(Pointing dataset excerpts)
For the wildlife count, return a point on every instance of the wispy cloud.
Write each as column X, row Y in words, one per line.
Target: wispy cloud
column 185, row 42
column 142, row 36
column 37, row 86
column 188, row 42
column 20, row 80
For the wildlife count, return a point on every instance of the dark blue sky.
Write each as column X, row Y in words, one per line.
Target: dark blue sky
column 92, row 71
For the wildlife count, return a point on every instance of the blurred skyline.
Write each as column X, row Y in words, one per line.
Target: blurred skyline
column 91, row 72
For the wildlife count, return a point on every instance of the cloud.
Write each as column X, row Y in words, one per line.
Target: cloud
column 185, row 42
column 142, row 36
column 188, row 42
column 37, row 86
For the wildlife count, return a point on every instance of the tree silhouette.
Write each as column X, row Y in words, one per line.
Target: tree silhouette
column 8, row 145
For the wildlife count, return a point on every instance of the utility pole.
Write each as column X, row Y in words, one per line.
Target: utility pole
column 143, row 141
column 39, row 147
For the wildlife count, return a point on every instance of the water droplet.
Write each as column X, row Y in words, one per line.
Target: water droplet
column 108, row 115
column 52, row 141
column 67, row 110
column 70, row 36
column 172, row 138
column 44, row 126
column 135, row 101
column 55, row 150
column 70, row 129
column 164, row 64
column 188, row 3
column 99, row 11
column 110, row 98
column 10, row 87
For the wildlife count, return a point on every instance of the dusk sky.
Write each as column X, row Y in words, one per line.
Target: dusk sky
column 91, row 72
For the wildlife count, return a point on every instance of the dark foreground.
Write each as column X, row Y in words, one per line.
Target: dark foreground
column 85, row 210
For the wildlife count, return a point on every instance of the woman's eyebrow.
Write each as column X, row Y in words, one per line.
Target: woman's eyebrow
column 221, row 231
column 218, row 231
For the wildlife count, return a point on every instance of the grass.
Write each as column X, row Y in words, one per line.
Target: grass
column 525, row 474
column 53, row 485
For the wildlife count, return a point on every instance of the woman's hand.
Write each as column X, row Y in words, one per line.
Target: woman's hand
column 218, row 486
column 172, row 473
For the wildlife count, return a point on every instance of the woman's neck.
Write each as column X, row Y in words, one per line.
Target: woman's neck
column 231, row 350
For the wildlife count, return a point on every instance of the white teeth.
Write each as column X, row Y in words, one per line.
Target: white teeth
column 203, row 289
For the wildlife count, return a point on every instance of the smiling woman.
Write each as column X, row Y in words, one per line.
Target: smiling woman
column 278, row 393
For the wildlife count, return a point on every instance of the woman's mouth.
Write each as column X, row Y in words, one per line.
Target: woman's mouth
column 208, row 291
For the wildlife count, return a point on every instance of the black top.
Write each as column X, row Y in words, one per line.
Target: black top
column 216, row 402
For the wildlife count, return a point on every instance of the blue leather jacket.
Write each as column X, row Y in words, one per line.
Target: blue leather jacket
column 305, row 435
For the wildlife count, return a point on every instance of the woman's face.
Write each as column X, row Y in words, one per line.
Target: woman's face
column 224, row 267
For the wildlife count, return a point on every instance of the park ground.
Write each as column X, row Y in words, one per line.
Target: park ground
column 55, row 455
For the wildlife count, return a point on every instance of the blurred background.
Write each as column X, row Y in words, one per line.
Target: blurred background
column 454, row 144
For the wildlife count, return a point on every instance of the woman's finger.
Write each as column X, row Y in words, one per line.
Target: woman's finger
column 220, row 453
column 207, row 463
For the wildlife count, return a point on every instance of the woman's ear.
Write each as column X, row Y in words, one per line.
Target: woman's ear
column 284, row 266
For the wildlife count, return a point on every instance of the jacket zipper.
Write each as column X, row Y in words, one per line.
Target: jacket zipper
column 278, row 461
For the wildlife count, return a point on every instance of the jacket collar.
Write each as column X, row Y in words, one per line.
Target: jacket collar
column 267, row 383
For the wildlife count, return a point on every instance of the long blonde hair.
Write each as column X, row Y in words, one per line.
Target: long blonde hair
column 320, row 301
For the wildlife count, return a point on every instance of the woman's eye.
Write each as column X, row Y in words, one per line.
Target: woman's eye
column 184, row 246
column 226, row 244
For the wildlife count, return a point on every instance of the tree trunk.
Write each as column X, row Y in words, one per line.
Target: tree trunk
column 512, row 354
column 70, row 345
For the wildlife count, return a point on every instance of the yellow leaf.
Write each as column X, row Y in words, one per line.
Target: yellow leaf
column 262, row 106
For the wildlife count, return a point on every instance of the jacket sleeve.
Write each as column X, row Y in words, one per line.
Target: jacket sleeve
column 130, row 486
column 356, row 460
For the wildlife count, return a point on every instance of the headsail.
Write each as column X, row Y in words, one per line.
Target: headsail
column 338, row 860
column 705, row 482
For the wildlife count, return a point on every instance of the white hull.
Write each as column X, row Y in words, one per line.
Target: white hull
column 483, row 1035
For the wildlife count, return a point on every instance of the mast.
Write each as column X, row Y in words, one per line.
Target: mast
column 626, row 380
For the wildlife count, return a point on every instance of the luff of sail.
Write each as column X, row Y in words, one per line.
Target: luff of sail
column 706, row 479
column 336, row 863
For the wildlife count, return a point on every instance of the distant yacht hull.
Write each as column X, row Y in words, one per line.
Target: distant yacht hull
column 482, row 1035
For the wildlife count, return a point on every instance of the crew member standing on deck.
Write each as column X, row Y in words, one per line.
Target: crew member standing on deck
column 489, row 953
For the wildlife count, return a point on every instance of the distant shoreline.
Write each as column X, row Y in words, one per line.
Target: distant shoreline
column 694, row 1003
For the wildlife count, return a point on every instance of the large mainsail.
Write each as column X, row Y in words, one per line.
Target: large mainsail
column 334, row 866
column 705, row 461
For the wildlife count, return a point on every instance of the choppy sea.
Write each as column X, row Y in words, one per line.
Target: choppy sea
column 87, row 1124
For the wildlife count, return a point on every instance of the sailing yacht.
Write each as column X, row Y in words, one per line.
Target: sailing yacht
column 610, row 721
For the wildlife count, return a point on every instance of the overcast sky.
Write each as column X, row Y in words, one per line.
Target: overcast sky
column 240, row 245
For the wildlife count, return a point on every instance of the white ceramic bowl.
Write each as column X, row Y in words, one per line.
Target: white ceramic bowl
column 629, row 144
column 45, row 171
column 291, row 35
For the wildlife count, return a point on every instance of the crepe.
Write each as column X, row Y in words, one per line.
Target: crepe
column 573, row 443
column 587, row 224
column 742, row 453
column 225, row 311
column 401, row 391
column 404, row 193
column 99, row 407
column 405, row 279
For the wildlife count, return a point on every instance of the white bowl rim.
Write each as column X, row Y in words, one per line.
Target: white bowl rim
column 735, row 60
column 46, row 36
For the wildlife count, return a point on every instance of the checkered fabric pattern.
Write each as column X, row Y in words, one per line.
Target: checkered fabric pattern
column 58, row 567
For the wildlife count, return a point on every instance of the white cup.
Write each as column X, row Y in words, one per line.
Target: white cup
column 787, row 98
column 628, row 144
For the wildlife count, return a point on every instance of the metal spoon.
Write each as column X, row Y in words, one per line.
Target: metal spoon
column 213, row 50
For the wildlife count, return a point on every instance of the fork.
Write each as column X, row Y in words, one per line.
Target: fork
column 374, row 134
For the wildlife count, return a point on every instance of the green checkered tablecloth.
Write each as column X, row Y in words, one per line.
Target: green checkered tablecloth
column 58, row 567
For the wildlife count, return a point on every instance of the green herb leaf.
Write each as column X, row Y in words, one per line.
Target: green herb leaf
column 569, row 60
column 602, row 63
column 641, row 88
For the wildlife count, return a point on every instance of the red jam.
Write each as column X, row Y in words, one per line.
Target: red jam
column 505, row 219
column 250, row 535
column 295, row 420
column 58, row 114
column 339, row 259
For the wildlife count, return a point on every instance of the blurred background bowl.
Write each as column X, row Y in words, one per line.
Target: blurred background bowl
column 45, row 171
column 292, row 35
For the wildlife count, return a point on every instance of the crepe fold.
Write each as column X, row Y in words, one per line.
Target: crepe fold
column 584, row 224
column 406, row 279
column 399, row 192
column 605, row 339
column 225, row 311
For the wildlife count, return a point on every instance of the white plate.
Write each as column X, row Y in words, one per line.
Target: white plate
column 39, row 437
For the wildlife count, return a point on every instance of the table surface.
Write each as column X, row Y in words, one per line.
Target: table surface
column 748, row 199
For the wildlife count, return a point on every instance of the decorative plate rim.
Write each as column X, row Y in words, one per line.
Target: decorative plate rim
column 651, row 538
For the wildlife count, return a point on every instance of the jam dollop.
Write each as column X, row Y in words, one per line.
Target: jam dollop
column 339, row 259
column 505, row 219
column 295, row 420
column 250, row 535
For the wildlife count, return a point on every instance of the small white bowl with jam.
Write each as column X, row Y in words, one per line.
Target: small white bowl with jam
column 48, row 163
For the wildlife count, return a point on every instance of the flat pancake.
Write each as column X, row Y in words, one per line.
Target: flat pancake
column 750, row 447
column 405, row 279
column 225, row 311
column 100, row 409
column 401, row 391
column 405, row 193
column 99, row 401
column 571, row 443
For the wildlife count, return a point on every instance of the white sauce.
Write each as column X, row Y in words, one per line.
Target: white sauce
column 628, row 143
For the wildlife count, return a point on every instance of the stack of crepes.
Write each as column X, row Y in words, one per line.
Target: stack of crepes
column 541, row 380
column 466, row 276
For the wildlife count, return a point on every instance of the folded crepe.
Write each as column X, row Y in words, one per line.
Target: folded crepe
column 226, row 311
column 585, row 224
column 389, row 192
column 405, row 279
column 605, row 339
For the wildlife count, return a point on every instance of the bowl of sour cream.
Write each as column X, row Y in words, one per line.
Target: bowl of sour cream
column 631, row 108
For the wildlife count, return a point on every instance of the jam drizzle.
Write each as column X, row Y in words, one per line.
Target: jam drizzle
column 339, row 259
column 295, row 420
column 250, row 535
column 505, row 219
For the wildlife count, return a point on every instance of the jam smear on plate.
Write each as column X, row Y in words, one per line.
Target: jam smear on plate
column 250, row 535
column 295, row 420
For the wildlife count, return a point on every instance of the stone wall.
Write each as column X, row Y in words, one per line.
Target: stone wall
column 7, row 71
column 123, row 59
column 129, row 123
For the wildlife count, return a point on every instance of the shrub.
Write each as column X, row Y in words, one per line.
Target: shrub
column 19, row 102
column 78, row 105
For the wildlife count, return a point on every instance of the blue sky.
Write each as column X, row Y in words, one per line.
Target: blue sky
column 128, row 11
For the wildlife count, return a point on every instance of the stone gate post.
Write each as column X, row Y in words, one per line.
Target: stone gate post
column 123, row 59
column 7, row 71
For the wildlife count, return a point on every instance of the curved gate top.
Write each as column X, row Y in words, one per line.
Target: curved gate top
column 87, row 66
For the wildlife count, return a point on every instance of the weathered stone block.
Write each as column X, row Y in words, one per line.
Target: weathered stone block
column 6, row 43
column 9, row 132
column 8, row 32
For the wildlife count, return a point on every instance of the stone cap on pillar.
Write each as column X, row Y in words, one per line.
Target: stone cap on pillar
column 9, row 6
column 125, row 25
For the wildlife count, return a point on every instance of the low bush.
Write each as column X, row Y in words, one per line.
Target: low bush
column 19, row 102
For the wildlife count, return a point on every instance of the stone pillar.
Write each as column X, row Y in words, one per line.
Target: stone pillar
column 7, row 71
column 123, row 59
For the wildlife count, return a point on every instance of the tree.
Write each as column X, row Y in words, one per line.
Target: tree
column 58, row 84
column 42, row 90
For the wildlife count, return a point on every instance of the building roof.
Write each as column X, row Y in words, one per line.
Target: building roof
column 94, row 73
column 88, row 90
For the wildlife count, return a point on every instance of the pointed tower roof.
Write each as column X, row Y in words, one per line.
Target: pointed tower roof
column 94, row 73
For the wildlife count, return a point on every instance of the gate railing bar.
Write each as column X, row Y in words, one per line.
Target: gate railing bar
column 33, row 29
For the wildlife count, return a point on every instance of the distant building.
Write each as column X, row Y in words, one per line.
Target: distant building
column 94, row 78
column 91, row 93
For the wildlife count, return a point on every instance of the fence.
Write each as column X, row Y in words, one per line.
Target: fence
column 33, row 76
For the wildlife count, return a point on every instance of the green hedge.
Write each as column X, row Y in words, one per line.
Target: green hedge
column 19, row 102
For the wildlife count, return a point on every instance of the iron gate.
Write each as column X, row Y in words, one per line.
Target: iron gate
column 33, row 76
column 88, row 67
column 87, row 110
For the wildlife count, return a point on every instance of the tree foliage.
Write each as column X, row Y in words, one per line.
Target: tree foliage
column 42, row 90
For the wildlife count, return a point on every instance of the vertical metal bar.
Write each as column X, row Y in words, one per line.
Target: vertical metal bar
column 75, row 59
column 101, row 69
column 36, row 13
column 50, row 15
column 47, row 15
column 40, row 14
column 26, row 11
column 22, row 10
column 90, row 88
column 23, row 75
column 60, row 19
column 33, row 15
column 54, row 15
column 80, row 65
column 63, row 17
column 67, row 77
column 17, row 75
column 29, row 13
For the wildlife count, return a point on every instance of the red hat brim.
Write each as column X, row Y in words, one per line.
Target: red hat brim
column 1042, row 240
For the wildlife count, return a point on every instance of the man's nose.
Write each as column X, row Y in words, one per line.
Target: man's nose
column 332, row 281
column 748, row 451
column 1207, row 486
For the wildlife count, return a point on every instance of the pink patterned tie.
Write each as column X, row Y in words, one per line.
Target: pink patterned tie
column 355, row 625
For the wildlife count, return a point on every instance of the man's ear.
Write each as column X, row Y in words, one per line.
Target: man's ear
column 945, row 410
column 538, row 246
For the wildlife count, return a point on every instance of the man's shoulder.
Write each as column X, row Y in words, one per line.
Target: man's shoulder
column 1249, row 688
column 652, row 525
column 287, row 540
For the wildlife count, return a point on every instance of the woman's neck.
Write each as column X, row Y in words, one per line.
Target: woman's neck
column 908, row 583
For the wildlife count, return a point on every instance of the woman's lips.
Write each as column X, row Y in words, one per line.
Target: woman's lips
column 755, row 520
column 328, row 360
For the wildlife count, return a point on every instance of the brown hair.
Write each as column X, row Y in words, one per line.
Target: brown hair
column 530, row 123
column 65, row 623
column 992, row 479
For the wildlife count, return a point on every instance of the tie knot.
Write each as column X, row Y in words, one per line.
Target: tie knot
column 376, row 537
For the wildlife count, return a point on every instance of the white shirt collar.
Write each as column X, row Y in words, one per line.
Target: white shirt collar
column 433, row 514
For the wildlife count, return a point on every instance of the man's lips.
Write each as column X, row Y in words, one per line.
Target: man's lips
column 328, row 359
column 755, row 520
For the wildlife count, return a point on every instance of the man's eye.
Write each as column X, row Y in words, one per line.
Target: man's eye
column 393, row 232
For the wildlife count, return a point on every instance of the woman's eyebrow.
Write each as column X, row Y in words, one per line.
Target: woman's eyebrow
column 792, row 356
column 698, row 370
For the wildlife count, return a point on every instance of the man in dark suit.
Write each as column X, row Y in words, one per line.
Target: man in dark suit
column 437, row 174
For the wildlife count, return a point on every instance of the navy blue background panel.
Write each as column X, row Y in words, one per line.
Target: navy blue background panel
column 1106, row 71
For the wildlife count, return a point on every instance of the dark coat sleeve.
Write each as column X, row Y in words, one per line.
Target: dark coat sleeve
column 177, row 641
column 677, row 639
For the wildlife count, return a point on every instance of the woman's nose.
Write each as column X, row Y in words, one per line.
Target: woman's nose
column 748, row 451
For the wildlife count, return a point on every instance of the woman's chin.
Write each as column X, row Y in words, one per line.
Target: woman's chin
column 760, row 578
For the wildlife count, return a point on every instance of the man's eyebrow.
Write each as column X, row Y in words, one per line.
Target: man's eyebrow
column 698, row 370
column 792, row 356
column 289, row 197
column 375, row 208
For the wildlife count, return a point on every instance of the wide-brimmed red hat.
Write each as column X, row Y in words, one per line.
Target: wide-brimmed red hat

■ **WRITTEN TASK**:
Substitute "site survey" for "wildlife count" in the records from the line with "the woman's mouth." up to and including the line with "column 267, row 383", and give back only those lines with nothing else changed.

■ **SOLUTION FOR THIS PROBLEM**:
For the site survey, return a point on every instance of the woman's mouth.
Write each as column X, row Y in words, one per line.
Target: woman's mouth
column 208, row 291
For the site survey, return a point on every instance of the black top.
Write each as column X, row Y in words, one per line.
Target: black top
column 216, row 402
For the site survey, return a point on every instance of the blue leather jacket.
Write each as column X, row Y in words, one per line.
Target: blue leather jacket
column 305, row 435
For the site survey, return a point on every instance of the woman's face.
Write each as column X, row Y in words, one per line.
Target: woman's face
column 224, row 267
For the site survey, return a point on every instance of the park ground.
Write each as column X, row Y in words, one per line.
Target: park ground
column 55, row 455
For the site survey, return a point on every instance of the blurred background.
Write each as column X, row Y in words, one per line.
Target: blurred background
column 454, row 144
For the site survey, return a point on every instance of the woman's finger.
Write each as column X, row Y in words, one per line.
Target: woman's finger
column 220, row 453
column 207, row 463
For the site survey, return a point on every instance of the woman's ear.
Write each as column X, row Y in words, one per line.
Target: woman's ear
column 284, row 266
For the site survey, return a point on every instance of the jacket zipper.
Write each as column X, row Y in words, one per line.
Target: jacket zipper
column 278, row 461
For the site survey, return a point on every instance of the jacket collar.
Write each as column X, row Y in words, one per line.
Target: jacket collar
column 267, row 383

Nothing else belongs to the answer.